- **WHAT YOU WILL DO**:
[1] From the Clapp biography appeal, extract the passage starting with "But to finish, I" and going on through "have viable answers.", word for word.
[2] Can you write what comes next in the Clapp biography appeal, picking up right after its last line?

"Character is the one thing we make in this world and take with us into the next."
- - Ezra Taft Benson
November 10, 2014
Help! Help! Help!
by Lawrence Jeppson

I am writing The Joy of Vision!, a full-scale biography of William Henry Clapp, the distinguished Impressionist painter who was director of the Oakland Museum for 34 years and one of the founders of the Society of Six.

Actually I began writing this forty years ago. Circumstances obliged me to lay it aside for much too long. The time has come to finish it.

But to finish, I need to unravel some snags. I need a few volunteers who like the challenges of discovery to speed to my rescue.

Maybe you can help. Or if parts of my plea infiltrate some of the social media, someone else out there will have viable answers.

Several answers can be quite simple, if one knows where to look.

A few of my concerns, I suspect, can be answered quickly by one of you crack LDS genealogists. (I had one of those helping me with a particular question, but she seems to have disappeared before finding the essential fact about Clapp’s girlfriend.)

The Joy of Vision! will be illustrated by several hundred of Clapp’s paintings, including works in the permanent collections of ten American and Canadian museums.

Questions

1. Where was this painted?

This delightful small painting has long puzzled me. Its soft colors and beauty are not well shown in this printed image. It is one of my favorites of Clapp’s early images.

Yet I can’t pin it down.

When was it painted? What is the setting?

An obvious answer, it was painted in a public park. But where? Clapp studied for four years in Montreal. In 1903, he went off to Paris for four more, part of which he spent in Spain. While back in Montreal, he also painted in New York City.

Clapp’s brush strokes don’t reveal the Impressionism and post-Impressionistic touches he brought back from his studies in France.

I don’t know of any Paris park that fits the bill, and I have long familiarity with most of the city’s parks. Nothing French that I know of fits.

I surmised that it might be a Spanish park. The Spanish government invited me to be an official guest for an opening of its great annual art fair, ARCO, in Madrid. I took photos of the painting with me and consulted with ARCO leaders. No, the painting was not set in Spain.

The style of the swimsuit/sunsuit may indicate the time period. Any ideas?


William Henry Clapp, Girl and Fountain in a Park (tentative title)
Oil on artist’s board, 10 1/4 x 13 ½", pre-World War I.

2. When was this painted?

- **EXTRACTED INFORMATION**:

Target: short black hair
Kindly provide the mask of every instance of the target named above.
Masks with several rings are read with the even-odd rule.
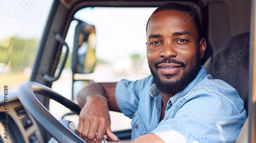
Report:
[[[157,9],[156,9],[152,13],[150,17],[148,18],[148,20],[147,20],[146,27],[146,32],[147,29],[147,23],[148,23],[148,21],[150,20],[150,19],[152,15],[161,11],[169,10],[184,11],[188,13],[191,16],[191,17],[189,17],[189,18],[193,19],[195,26],[196,26],[196,28],[197,29],[198,41],[200,41],[201,39],[202,39],[202,38],[203,37],[203,30],[202,30],[202,27],[201,26],[199,17],[198,17],[197,13],[196,13],[194,10],[193,10],[188,7],[176,3],[167,3],[162,5],[157,8]]]

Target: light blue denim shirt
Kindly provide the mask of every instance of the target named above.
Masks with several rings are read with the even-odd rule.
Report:
[[[152,76],[116,86],[117,105],[132,118],[132,140],[153,133],[165,142],[234,142],[246,111],[237,91],[212,79],[202,66],[193,81],[169,100],[159,123],[162,99]]]

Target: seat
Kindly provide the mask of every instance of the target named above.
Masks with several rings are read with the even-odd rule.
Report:
[[[247,111],[249,90],[249,33],[238,35],[225,43],[204,64],[208,74],[221,79],[238,91]],[[236,142],[248,142],[248,120]]]

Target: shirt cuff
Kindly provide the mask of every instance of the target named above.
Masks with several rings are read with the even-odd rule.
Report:
[[[185,143],[186,137],[179,132],[174,130],[169,130],[157,132],[155,131],[151,133],[155,134],[163,140],[164,142]]]

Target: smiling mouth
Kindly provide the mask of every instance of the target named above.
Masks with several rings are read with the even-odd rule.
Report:
[[[163,63],[157,65],[160,74],[163,75],[176,75],[183,67],[183,65],[176,63]]]
[[[175,68],[177,67],[159,67],[160,68]]]

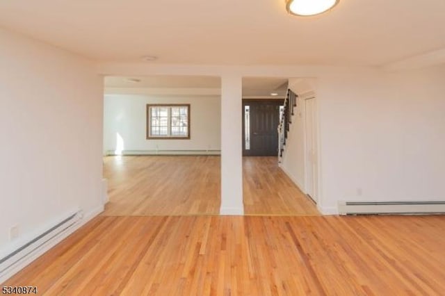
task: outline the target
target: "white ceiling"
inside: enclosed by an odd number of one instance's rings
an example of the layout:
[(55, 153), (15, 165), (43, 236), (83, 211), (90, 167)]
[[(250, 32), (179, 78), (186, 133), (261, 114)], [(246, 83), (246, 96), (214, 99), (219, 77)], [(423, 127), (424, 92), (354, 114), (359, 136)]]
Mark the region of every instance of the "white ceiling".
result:
[(382, 65), (445, 48), (445, 1), (341, 0), (296, 17), (284, 0), (8, 0), (0, 26), (100, 61)]
[[(137, 79), (134, 82), (129, 79)], [(220, 88), (220, 77), (203, 76), (106, 76), (106, 88)]]
[[(136, 79), (138, 81), (131, 81)], [(202, 76), (108, 76), (104, 79), (105, 88), (111, 89), (165, 89), (177, 93), (178, 88), (221, 88), (220, 77)], [(243, 97), (252, 98), (270, 97), (272, 92), (277, 94), (277, 98), (282, 98), (287, 90), (288, 79), (276, 77), (244, 77), (243, 78)]]

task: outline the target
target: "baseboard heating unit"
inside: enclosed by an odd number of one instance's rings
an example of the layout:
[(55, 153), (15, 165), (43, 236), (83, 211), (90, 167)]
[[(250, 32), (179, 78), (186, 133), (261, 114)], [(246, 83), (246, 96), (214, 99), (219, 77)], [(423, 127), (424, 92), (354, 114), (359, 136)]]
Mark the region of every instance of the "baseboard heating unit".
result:
[(445, 202), (339, 202), (339, 215), (445, 214)]
[(76, 226), (82, 217), (81, 211), (70, 212), (27, 240), (17, 242), (12, 249), (3, 250), (0, 254), (0, 283), (27, 265), (29, 260), (35, 259), (39, 251), (49, 247), (51, 242)]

- **TASK RESPONSES**:
[1]
But to finish, I need to unravel some snags. I need a few volunteers who like the challenges of discovery to speed to my rescue.

Maybe you can help. Or if parts of my plea infiltrate some of the social media, someone else out there will have viable answers.

[2]
This delightful oil sketch may date from the same period. The key here is the style of the swimsuits. A reader who has experience in clothing history may be able to date this painting with considerable accuracy.


Before going on to the next questions, you need to know a little more about the artist.

Clapp’s life in a quick capsule: He was born in 1879, of American parents in Montreal. His early life is obscure. At some point the wandering family moved back to Oakland, and as nearly as I know, he was educated in Oakland.

Then, on a scholarship, he spent four years studying art in Montreal. He next went to France for nearly four years before returning to Montreal to exhibit there, in New York, and in Pittsburgh, making his way as an artist.

He followed his family, 1915, to Isle of Pines, Cuba, where they lived for two years until a hurricane wiped out his father’s pineapple plantation, and everyone moved back to Oakland, 1917. (Except for his four years in Paris, Clapp appears to have lived always with his parents, until they died.) He soon became head of the Oakland Museum.

The love of his life, Florence Wieben Lehre, was his vibrant assistant at the museum, until her untimely death in 1931. Subsequently he married Gertrude Schroder and became stepfather to three sons, Ralph, Donn, and Jack. It was a highly dysfunctional family.

3. Oakland

Please, help me unmurk Clapp’s first 18 years.

  1. When did the family move to Oakland?
  2. Where did they live?
  3. Specifically, where did Clapp go to school?
  4. Did he graduate? When?
  5. Did he study art? At school or privately?
  6. Did he participate in any activities?

Answers may require searching old school archives, yearbooks, newspapers, census compilations, and so on. I assume Clapp was living there from about 1885 to 1897. These dates may be off.

4. Florence Wieben and Frederick Lehre

Florence, born in California in late 1898, was the youngest child, of five, and the only daughter of Christian and Margretta Wieben, both born in Schleswig, Germany. Her older brothers were Alexander, 1886; Herbert, 1890; Walter, 1892; and Elmer, 1895, all born in Arizona. In 1900, the family was living in Fruitvale Precinct 3, Alameda county.

In 1909, Florence, 11, was a cast member in a Christmas play performed at the Fruitvale Christmas Cantata. In July, 1913, she attended a juvenile party hosted by the Rosebud Guard team of Fruitvale Hive, No.16, Loyal Order of Macabees. In May, 1917, she graduated from Fremont High School in Oakland. By then the Wiebens were living on East 23rd Street in Oakland.

In the 1920 census, Florence is listed as a registered voter living at 2832 East 23rd. St., and her occupation is secretary.

It was probably the next year, since she was 23, that Florence married Frederick W. Lehre, who was her age. (Were they high school sweethearts?) In subsequent censuses and other directories, Frederick was listed as being in advertising and an artist.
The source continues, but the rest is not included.